**Stated goal**: Print the lines of the data below verbatim, starting at the line containing "If you could pin the wheelchair armrest" and continuing through the final line of the data, with both of those lines included.

[Excerpts from point annotation data]
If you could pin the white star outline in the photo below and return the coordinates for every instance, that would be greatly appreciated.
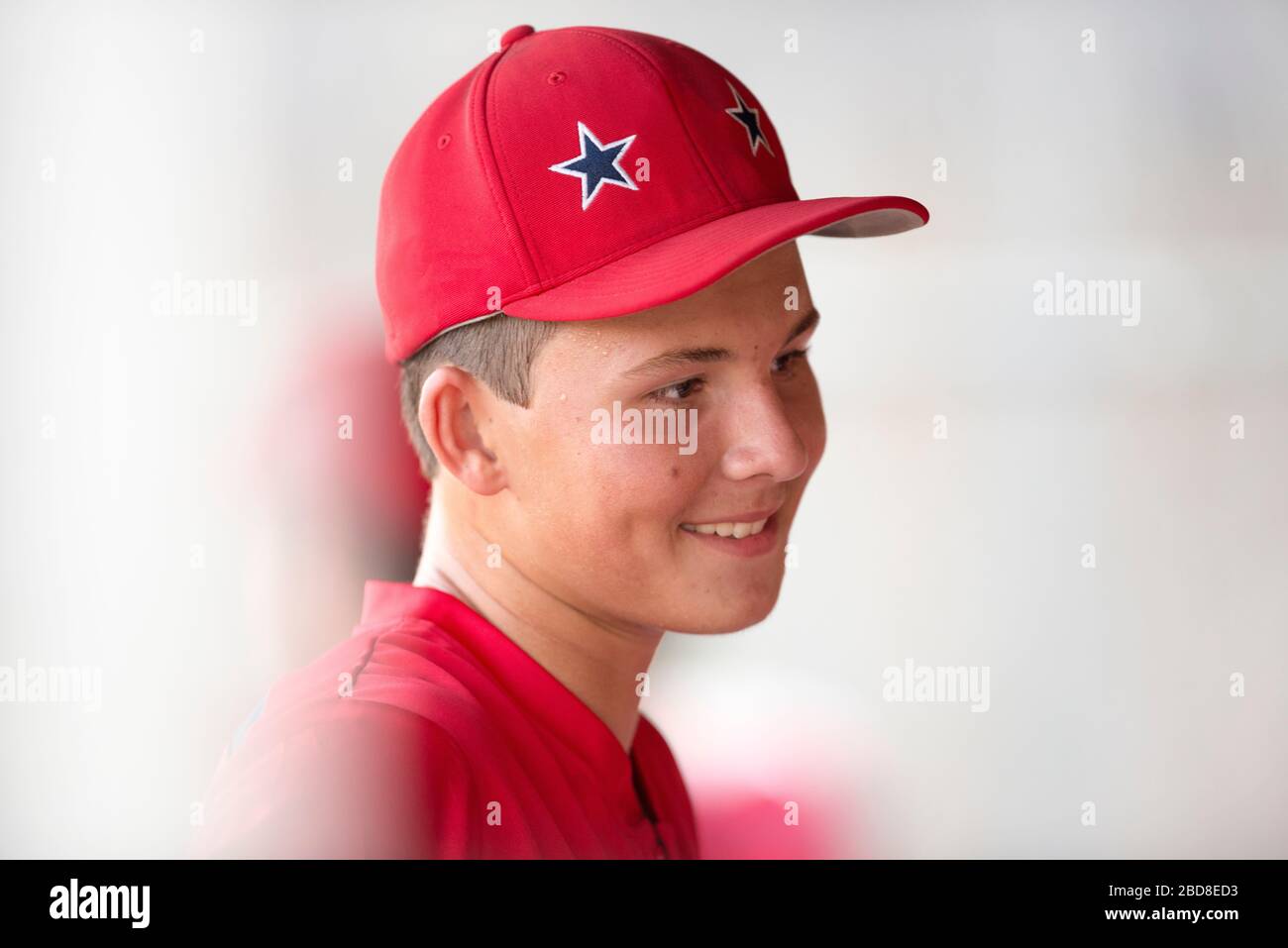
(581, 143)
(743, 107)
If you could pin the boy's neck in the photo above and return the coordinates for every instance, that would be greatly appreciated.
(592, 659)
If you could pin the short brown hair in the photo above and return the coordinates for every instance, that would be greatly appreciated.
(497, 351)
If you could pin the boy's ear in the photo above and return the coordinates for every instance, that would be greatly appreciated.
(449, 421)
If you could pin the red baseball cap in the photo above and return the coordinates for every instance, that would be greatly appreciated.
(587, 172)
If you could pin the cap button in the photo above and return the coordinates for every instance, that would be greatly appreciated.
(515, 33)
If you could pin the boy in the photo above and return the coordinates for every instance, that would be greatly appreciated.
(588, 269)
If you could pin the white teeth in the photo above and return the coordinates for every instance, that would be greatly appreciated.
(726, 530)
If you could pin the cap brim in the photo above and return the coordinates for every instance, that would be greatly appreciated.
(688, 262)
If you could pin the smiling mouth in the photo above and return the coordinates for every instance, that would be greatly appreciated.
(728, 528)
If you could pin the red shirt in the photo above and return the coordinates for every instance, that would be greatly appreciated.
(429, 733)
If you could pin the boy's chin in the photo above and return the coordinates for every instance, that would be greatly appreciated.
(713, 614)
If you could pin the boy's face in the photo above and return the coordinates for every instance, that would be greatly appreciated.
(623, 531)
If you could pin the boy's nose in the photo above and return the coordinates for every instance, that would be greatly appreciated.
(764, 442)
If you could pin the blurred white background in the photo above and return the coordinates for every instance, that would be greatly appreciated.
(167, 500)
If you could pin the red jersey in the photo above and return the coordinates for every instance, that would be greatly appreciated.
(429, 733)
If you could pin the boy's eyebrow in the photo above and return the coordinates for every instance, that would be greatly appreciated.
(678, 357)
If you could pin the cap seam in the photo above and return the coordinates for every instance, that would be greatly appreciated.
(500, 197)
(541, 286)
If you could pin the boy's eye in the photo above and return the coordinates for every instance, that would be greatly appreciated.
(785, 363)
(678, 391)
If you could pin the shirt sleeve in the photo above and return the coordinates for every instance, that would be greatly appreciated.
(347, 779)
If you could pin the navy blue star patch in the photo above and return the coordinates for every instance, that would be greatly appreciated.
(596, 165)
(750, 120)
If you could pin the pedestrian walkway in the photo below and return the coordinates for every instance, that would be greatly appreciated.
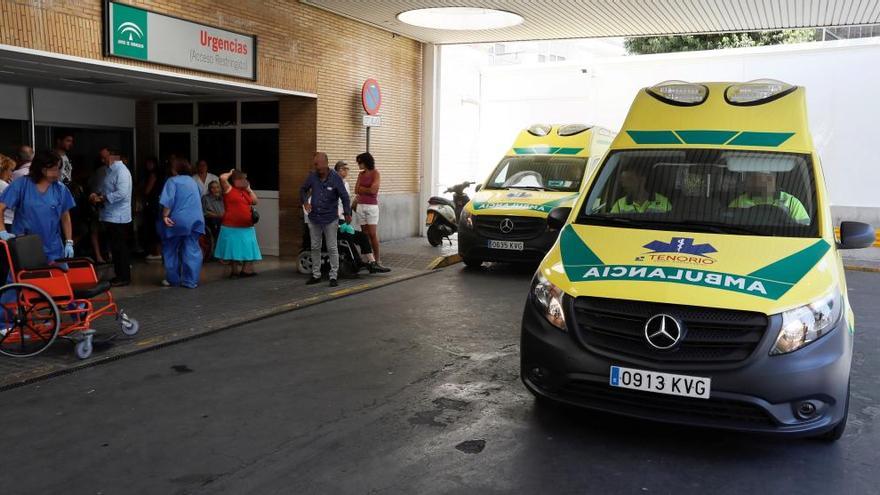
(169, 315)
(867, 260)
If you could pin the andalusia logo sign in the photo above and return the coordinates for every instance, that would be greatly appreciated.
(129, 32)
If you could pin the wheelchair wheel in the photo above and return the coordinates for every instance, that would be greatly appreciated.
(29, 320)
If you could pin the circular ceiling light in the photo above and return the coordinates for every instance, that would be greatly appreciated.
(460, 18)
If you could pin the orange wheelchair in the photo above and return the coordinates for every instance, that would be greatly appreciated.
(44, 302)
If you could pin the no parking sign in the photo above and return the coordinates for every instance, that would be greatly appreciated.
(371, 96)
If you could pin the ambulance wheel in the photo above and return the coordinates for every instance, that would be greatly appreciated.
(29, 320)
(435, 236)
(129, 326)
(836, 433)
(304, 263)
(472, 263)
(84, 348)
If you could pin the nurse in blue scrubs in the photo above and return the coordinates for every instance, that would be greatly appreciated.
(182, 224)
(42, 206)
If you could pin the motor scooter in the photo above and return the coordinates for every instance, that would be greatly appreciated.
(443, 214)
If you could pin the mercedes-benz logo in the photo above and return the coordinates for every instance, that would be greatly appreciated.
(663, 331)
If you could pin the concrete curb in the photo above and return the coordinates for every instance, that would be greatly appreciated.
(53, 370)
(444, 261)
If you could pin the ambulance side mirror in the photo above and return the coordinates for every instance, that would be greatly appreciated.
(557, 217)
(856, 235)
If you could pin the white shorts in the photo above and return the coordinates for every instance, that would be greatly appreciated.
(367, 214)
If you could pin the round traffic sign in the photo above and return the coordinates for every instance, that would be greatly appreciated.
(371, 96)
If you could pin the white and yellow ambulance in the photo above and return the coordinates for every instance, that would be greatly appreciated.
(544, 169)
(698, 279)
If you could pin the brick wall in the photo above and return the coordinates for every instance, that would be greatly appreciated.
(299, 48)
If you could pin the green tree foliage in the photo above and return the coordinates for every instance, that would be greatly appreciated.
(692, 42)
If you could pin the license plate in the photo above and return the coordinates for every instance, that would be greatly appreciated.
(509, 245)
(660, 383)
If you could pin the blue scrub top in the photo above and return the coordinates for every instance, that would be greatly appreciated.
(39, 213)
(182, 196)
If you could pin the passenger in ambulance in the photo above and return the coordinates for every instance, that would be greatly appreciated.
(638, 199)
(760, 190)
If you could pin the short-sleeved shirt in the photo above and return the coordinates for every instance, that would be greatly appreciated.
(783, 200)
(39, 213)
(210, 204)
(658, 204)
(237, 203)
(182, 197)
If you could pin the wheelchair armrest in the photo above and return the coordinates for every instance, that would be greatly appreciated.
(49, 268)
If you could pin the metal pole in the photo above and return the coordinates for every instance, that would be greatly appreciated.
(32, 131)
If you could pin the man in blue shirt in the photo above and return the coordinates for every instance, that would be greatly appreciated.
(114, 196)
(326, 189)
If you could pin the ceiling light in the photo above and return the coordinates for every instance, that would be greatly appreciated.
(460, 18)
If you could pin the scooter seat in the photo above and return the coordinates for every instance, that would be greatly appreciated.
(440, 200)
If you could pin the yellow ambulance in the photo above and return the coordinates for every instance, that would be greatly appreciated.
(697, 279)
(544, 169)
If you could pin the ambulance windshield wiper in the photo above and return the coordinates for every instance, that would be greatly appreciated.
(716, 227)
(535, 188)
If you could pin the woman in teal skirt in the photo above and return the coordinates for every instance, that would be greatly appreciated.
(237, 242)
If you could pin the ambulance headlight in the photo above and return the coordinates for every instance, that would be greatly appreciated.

**Solved exercise**:
If you could pin the wheelchair armrest in the photo above and return the coordinates for every instance, that would be greatly appreciated.
(49, 268)
If you could pin the metal pole in the photo above and return the coordinates for every instance, that would be greatly appreciated.
(32, 131)
If you could pin the man in blue shirt in the photo above and return the coordinates for every instance, that would be greatly appreciated.
(114, 196)
(326, 189)
If you could pin the ceiling light in the photo above and return the coordinates for every instance, that would be greatly appreciated.
(460, 18)
If you could pin the scooter seat in the photo above and return the coordinates for every instance, that would be greatly appreciated.
(440, 200)
If you could pin the yellow ambulance in the photo above and return the coordinates for every instance, that would be greatly appreciated.
(697, 279)
(544, 169)
If you could pin the ambulance windshield wiper in the photo above and return the coordinates for every instance, that would be greatly appreciated.
(716, 227)
(535, 188)
If you could pin the woman in teal skirt in the photo above and return the coordinates for every instance, that would be greatly appreciated.
(237, 242)
If you could pin the ambulance headlight in the photo above and return the coordinates for every instance, that would be greatly appreciated.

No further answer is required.